▶ _Written task_: Rewrite all of the records below, changing each "Values" to "Coordinates" and leaving everything else unchanged.

** START OF Provided records **

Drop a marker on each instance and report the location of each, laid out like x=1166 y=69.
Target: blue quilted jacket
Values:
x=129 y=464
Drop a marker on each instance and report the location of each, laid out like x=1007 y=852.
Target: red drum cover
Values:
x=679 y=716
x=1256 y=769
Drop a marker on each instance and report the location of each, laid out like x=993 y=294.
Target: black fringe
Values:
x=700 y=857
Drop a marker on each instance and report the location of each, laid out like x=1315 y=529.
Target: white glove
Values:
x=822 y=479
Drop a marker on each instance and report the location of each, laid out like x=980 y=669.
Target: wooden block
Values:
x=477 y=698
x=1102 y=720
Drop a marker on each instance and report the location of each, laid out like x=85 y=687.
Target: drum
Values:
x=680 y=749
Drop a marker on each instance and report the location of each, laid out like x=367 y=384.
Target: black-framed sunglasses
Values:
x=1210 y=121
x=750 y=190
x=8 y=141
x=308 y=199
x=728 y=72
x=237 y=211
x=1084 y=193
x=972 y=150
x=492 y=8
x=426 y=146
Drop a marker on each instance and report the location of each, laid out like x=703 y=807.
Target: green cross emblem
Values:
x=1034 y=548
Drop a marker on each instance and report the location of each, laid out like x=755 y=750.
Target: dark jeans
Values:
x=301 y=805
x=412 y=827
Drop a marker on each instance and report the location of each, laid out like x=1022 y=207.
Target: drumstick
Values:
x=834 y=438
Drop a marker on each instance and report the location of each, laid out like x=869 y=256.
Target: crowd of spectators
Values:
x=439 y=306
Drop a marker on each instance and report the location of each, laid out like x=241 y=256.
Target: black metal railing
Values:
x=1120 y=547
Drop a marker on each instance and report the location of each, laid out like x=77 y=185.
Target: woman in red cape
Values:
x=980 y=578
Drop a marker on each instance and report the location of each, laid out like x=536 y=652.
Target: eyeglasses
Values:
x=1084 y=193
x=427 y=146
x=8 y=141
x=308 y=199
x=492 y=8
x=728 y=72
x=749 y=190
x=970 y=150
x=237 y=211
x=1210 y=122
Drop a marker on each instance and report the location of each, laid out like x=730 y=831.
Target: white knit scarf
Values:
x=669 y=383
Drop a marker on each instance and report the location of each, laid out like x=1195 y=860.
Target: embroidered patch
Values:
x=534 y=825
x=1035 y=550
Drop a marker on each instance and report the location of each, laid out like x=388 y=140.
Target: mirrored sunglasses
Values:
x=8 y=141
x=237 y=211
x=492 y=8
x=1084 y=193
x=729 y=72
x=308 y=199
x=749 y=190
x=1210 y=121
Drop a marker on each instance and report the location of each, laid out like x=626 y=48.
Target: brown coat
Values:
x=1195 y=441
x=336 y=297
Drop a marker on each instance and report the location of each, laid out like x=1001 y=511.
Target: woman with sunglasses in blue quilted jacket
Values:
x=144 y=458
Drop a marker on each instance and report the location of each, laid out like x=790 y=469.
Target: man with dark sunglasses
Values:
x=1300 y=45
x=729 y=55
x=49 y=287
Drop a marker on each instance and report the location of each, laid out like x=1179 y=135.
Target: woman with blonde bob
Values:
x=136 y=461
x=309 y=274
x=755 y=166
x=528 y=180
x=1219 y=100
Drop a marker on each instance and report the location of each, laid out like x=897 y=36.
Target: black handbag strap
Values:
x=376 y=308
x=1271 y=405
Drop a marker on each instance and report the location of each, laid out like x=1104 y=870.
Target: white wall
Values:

** END OF Provided records **

▶ _Reply_:
Drop a marker on each instance and report the location of each, laid out like x=1166 y=69.
Target: blue quilted jacket
Coordinates:
x=129 y=464
Drop a marker on each instance and report the location of each, laid out like x=1007 y=852.
Target: red drum cover
Coordinates:
x=679 y=716
x=1256 y=769
Drop a marker on each instance and report the location of each, laid out like x=993 y=294.
Target: black fringe
Coordinates:
x=700 y=857
Drop a marker on each instance and report the location of each, laid out like x=1315 y=529.
Target: white glove
Coordinates:
x=822 y=479
Drop a marker on each instance and report the location of each, laid out like x=980 y=669.
Target: wooden block
Coordinates:
x=477 y=698
x=1102 y=720
Drop a marker on each instance and report the location of each, laid out like x=85 y=687.
Target: drum
Coordinates:
x=680 y=749
Drop a marker on each instance and report the location of each, laid out like x=367 y=384.
Target: black-framed sunglasses
Coordinates:
x=1210 y=121
x=750 y=190
x=8 y=141
x=308 y=199
x=728 y=72
x=237 y=211
x=1084 y=193
x=972 y=150
x=492 y=8
x=426 y=146
Drop a marker on each instance and report the location of each, laid out like x=703 y=807.
Target: green cross emblem
Coordinates:
x=1034 y=548
Drop a marker on each instance and report the location of each, laid out like x=755 y=750.
Target: dark jeans
Coordinates:
x=301 y=805
x=412 y=827
Drop a marker on each instance and report the location of each, laid out like x=1022 y=207.
Target: drumstick
Coordinates:
x=834 y=438
Drop a marker on each instance and report the location of each, laid out like x=869 y=256.
Target: crowd of spectators
Coordinates:
x=439 y=306
Drop a marker on each instance and report the location of each, laid out like x=241 y=256.
Target: black metal railing
Coordinates:
x=1120 y=547
Drop a marker on each instance and report the location of each, laid out like x=77 y=185.
Target: woman in red cape
Coordinates:
x=980 y=578
Drop a marker on each instance and report the location of each, laid out like x=536 y=652.
Target: eyeglasses
Coordinates:
x=1084 y=193
x=427 y=146
x=8 y=141
x=308 y=199
x=492 y=8
x=728 y=72
x=749 y=190
x=970 y=150
x=237 y=211
x=1210 y=122
Drop a marker on each instance and report the location of each, laid out like x=730 y=831.
Target: white knit scarf
Coordinates:
x=669 y=383
Drop a marker on each instance and report the location of each, laid out like x=1195 y=860.
Target: embroidered patch
Coordinates:
x=534 y=825
x=1035 y=550
Drop a marker on each instance and report the location of each, laid out like x=388 y=140.
Target: mirrored sunglasses
Coordinates:
x=8 y=141
x=237 y=211
x=492 y=8
x=1084 y=193
x=729 y=72
x=308 y=199
x=749 y=190
x=1210 y=121
Drop a marker on each instance and report the location of each, laid out like x=626 y=48.
Target: brown coat
Coordinates:
x=1195 y=441
x=336 y=297
Drop a marker on each instance and report the location of each, laid out like x=1001 y=511.
Target: woman with sunglasses in blue quilted jacket
Coordinates:
x=144 y=458
Drop a marker on each instance and report the location of each, laid out like x=790 y=469.
Target: man with dark sunglasses
Coordinates:
x=1300 y=45
x=729 y=55
x=49 y=287
Drop a marker on each instance and report the location of each, laid out like x=1179 y=135.
Target: woman with blonde bob
Coordinates:
x=136 y=461
x=309 y=274
x=755 y=166
x=528 y=180
x=1219 y=100
Drop a marker on each instance and report the location of each, laid out like x=897 y=36.
Target: black handbag strap
Coordinates:
x=376 y=308
x=1271 y=405
Drop a marker on each instance and report the location of each, laid out like x=1104 y=870.
Target: white wall
Coordinates:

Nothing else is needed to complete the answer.